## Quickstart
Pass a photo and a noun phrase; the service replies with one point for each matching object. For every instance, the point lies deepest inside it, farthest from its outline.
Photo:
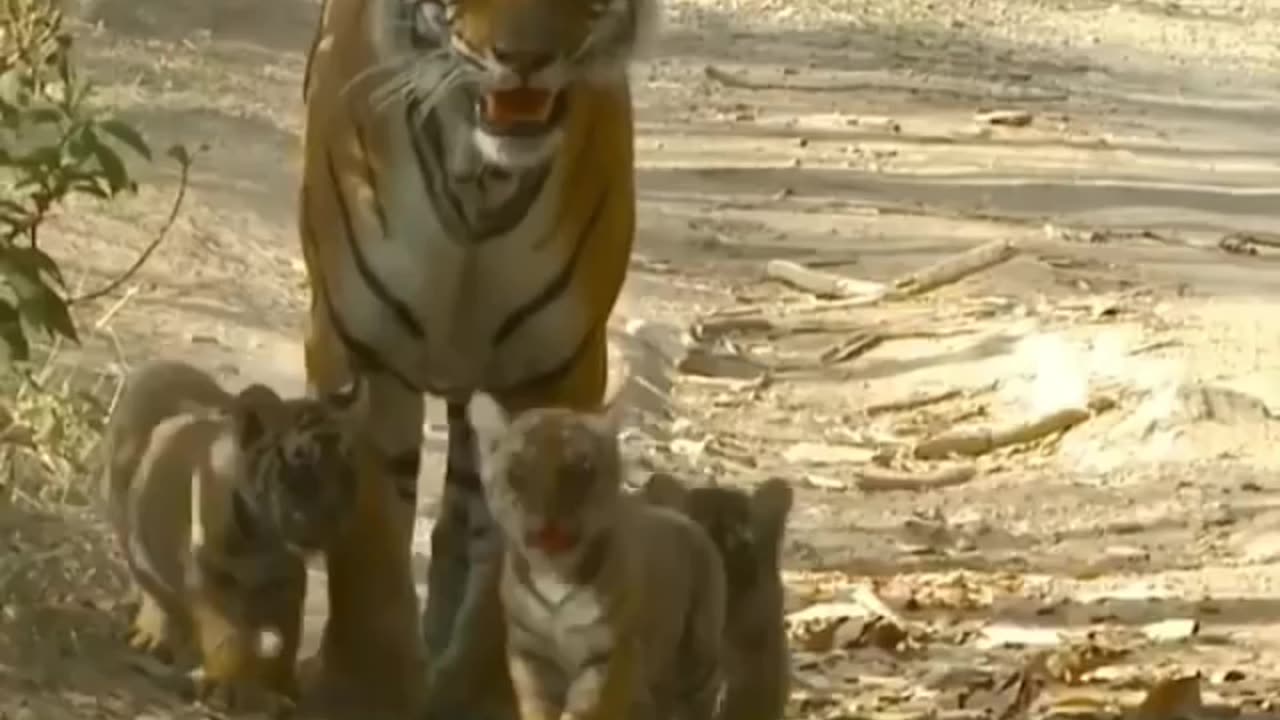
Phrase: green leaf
(39, 261)
(42, 115)
(179, 154)
(114, 169)
(127, 135)
(37, 302)
(12, 336)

= = = = = = =

> [Written instruction] Please copy the data above word for word, leaving out the picture.

> [Correct answer]
## Quickstart
Pass a photo and a noun phrase; the service replies with one point for each matching object. For every instance, the point lies deepest inside it, farthest from its outline.
Photo:
Phrase: green leaf
(39, 261)
(42, 115)
(179, 154)
(114, 169)
(127, 135)
(37, 302)
(12, 336)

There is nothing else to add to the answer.